下面是一个未编码前,或者说是一个解码后的Internal Key结构,它由user_key、sequence和type三个字段组成。
struct ParsedInternalKey { Slice user_key; SequenceNumber sequence; ValueType type; ParsedInternalKey() { } // Intentionally left uninitialized (for speed) ParsedInternalKey(const Slice& u, const SequenceNumber& seq, ValueType t) : user_key(u), sequence(seq), type(t) { } std::string DebugString() const; };
2.Internal Key的编码
源码中通过InternalKey类封装了Internal Key的相关操作。编码的用到的函数如下。
void AppendInternalKey(std::string* result, const ParsedInternalKey& key) { result->append(key.user_key.data(), key.user_key.size()); PutFixed64(result, PackSequenceAndType(key.sequence, key.type)); } static uint64_t PackSequenceAndType(uint64_t seq, ValueType t) { assert(seq <= kMaxSequenceNumber); assert(t <= kValueTypeForSeek); return (seq << 8) | t; }
AppendInternalKey函数先把user_key添加到*result中,然后用PackSequenceAndType函数将sequence和type打包,并将打包的结果添加到*result中。
PutFixed64函数只是简单的进行了拷贝,详见博客:LevelDB源码分析之一:coding
PackSequenceAndType函数的原理是先将seq左移8位,然后和t进行或操作,相当于把t放到了seq的低8为。为什么seq要小于等于kMaxSequenceNumber呢。
因为kMaxSequenceNumber的值如下所示。
typedef uint64_t SequenceNumber; // We leave eight bits empty at the bottom so a type and sequence# // can be packed together into 64-bits. //0x1ull:u-unsigned 无符号;l-long 长整型,ll就是64位整型。整个0x1ull代表的含义是无符号64位整型常量1,用16进制表示。 static const SequenceNumber kMaxSequenceNumber = ((0x1ull << 56) - 1);
用二进制表示就是:0000 0000 1111 1111 1111 1111 1111 1111。如果seq大于kMaxSequenceNumber,左移8位的话会移出界。
3.Internal key的解码
inline bool ParseInternalKey(const Slice& internal_key, ParsedInternalKey* result) { const size_t n = internal_key.size(); if (n < 8) return false; // DecodeFixed64函数是PutFixed64函数的逆过程,返回sequence和type的打包结果,并赋值给num。 uint64_t num = DecodeFixed64(internal_key.data() + n - 8); // 截取低8位,赋值给c unsigned char c = num & 0xff; // 右移8位,赋值给sequence result->sequence = num >> 8; // 将c转换为type result->type = static_cast(c); // 取出user_key result->user_key = Slice(internal_key.data(), n - 8); return (c <= static_cast(kTypeValue)); }
通过上述解码函数可以将编码后的internal_key解码为* result。为了使用方便,源码中还专门为解码user_key和type提供了两个函数。
// Returns the user key portion of an internal key. inline Slice ExtractUserKey(const Slice& internal_key) { assert(internal_key.size() >= 8); return Slice(internal_key.data(), internal_key.size() - 8); } inline ValueType ExtractValueType(const Slice& internal_key) { assert(internal_key.size() >= 8); const size_t n = internal_key.size(); uint64_t num = DecodeFixed64(internal_key.data() + n - 8); unsigned char c = num & 0xff; return static_cast(c); }
四.InternalKeyComparator
InternalKeyComparator是要重点关注的一个比较器,它用来比较内部键(Internal Key)。内部键值是为了方便处理,将原普通键、序列号和值类型组成的新键。

物体指点数据集摘录:
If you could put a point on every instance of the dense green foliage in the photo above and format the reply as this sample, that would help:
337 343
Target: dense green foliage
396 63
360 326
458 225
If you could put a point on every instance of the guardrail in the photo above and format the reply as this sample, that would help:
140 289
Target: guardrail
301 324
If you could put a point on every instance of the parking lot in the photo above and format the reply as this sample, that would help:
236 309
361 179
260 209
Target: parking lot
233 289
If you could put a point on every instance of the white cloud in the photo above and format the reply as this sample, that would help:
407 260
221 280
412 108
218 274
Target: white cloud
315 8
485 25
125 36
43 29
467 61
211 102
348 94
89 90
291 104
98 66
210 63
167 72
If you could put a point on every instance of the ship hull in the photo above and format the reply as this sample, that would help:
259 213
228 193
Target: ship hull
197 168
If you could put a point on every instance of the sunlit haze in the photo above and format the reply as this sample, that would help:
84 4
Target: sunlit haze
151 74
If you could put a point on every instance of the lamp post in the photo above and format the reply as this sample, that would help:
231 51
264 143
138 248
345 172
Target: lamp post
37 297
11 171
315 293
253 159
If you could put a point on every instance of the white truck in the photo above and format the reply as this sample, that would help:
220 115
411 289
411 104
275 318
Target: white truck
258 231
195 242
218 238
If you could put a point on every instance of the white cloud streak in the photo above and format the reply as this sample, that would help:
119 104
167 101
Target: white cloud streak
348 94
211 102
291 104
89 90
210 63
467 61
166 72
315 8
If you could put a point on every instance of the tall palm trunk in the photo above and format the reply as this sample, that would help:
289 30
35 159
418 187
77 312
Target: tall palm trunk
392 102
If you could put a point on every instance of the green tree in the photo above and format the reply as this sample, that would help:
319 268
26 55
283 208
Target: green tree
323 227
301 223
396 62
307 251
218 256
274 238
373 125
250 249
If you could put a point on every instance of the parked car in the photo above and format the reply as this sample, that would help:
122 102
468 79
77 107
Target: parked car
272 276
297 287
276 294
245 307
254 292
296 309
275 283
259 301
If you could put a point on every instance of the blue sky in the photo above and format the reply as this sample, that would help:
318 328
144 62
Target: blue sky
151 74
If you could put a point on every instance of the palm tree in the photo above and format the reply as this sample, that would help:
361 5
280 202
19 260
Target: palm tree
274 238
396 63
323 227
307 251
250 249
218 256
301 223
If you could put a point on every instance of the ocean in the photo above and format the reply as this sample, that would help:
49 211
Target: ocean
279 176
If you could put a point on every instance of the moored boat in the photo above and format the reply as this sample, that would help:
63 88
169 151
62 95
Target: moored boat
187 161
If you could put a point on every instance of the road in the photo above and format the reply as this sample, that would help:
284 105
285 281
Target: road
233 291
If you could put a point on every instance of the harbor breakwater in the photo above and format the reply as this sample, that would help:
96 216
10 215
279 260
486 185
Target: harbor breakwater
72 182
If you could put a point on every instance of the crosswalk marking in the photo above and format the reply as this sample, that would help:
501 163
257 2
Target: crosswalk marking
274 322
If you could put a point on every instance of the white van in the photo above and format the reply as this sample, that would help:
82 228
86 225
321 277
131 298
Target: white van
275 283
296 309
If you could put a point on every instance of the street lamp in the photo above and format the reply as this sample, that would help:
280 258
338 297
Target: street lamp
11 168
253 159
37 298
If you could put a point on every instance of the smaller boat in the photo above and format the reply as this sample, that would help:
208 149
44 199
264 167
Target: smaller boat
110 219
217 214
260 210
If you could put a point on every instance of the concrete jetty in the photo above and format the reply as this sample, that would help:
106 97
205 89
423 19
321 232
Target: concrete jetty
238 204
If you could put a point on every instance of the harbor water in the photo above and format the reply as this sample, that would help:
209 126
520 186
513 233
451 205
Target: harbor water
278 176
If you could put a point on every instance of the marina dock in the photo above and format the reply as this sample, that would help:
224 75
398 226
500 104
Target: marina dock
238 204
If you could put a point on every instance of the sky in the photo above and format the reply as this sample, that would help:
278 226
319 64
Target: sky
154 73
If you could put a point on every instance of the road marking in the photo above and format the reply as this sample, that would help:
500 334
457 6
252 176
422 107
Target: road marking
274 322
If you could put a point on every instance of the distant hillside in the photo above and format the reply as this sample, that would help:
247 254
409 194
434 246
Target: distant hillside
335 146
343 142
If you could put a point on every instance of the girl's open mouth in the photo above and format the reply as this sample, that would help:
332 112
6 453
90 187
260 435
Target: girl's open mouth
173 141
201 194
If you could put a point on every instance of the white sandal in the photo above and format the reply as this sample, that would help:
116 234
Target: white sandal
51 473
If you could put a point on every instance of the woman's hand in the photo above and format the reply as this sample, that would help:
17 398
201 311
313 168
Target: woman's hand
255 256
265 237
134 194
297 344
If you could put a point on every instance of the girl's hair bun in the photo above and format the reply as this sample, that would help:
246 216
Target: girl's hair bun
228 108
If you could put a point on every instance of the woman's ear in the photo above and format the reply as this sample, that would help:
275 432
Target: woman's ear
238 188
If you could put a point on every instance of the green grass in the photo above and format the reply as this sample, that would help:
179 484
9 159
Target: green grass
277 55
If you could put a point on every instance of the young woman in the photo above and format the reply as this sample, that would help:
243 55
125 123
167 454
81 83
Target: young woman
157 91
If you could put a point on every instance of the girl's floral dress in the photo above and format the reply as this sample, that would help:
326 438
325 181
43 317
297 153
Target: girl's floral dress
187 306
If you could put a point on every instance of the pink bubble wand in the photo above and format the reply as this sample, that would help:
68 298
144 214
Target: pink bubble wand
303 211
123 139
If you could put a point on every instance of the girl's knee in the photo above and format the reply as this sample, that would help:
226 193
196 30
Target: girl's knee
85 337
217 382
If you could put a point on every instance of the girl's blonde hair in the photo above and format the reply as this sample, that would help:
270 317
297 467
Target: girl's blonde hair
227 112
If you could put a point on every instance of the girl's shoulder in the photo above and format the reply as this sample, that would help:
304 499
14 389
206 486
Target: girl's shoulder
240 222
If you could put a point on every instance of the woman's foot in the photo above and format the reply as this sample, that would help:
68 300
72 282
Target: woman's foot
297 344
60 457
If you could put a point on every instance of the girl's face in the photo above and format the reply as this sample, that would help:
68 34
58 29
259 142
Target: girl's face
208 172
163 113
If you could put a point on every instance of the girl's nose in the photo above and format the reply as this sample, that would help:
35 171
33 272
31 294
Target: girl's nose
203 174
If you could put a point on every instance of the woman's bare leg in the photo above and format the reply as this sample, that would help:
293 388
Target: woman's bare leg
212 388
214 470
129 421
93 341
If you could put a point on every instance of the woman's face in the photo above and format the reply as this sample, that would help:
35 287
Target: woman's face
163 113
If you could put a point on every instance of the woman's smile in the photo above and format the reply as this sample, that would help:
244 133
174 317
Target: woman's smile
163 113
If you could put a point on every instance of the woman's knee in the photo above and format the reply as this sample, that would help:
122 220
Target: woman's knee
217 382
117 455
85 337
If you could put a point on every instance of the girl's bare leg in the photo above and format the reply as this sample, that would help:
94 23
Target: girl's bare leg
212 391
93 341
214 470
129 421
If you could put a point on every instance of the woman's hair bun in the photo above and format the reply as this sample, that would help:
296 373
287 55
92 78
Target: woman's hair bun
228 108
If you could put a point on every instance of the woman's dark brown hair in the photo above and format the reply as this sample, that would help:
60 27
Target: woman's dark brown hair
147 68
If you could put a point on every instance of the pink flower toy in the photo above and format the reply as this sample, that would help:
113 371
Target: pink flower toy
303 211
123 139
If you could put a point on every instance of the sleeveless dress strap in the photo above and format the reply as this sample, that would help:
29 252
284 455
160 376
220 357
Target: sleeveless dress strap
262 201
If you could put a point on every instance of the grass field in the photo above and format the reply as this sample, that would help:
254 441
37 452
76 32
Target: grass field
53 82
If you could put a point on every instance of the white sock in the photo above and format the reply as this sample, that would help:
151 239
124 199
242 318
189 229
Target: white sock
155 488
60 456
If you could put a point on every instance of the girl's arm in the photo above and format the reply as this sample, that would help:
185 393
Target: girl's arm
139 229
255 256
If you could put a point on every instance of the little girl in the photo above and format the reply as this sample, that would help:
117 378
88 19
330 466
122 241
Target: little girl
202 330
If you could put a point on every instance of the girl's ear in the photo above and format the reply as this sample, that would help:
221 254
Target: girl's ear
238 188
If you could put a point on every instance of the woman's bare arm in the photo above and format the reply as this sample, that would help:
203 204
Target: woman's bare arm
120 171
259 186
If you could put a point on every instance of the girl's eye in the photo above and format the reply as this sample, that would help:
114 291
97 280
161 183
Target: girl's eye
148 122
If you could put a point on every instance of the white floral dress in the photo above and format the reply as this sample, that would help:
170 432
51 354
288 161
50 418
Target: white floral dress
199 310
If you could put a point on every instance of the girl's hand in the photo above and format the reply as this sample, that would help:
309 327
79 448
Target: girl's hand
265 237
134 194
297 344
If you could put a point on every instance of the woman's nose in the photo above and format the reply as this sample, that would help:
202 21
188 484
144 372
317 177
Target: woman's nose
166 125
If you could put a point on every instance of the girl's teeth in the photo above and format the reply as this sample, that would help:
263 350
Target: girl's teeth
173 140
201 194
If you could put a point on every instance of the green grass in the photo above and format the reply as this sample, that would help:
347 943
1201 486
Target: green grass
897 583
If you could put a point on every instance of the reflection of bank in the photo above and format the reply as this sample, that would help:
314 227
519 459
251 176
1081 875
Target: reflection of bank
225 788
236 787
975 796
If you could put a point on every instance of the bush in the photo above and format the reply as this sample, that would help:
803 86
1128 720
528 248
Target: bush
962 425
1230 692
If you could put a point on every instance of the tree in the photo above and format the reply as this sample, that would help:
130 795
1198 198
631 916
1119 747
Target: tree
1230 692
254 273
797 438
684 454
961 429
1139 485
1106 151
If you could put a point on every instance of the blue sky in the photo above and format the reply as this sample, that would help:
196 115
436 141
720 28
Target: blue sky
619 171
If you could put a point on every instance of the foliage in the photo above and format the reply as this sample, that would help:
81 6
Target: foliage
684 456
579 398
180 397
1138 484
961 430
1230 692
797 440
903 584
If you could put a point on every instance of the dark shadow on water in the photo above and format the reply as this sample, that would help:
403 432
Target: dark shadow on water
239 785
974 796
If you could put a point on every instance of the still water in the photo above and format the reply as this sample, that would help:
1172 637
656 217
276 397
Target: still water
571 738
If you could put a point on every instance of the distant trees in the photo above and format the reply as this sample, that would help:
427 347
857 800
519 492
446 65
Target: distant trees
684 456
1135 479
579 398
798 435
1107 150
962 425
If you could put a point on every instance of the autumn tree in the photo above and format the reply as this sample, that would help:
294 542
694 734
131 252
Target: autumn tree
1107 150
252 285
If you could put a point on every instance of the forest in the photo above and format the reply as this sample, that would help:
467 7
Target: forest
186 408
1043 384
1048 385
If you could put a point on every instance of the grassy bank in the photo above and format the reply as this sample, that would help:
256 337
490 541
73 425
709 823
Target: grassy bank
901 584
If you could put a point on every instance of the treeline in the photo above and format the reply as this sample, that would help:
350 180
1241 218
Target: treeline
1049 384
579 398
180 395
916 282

◆ **挑战任务 1**
请逐字誊写摘录原文中从“void AppendInternalKey(std::string* result, const”到“结果添加到*result中。”的这一段。
◆ **挑战任务 2**
请从上述条目中摘出所有含有字符串“crosswalk”的行，匹配时区分大小写。

◆ **最终答案 1**
void AppendInternalKey(std::string* result, const ParsedInternalKey& key) { result->append(key.user_key.data(), key.user_key.size()); PutFixed64(result, PackSequenceAndType(key.sequence, key.type)); } static uint64_t PackSequenceAndType(uint64_t seq, ValueType t) { assert(seq <= kMaxSequenceNumber); assert(t <= kValueTypeForSeek); return (seq << 8) | t; }
AppendInternalKey函数先把user_key添加到*result中,然后用PackSequenceAndType函数将sequence和type打包,并将打包的结果添加到*result中。

◆ **最终答案 2**
If you could put a point on every instance of the crosswalk marking in the photo above and format the reply as this sample, that would help:
Target: crosswalk marking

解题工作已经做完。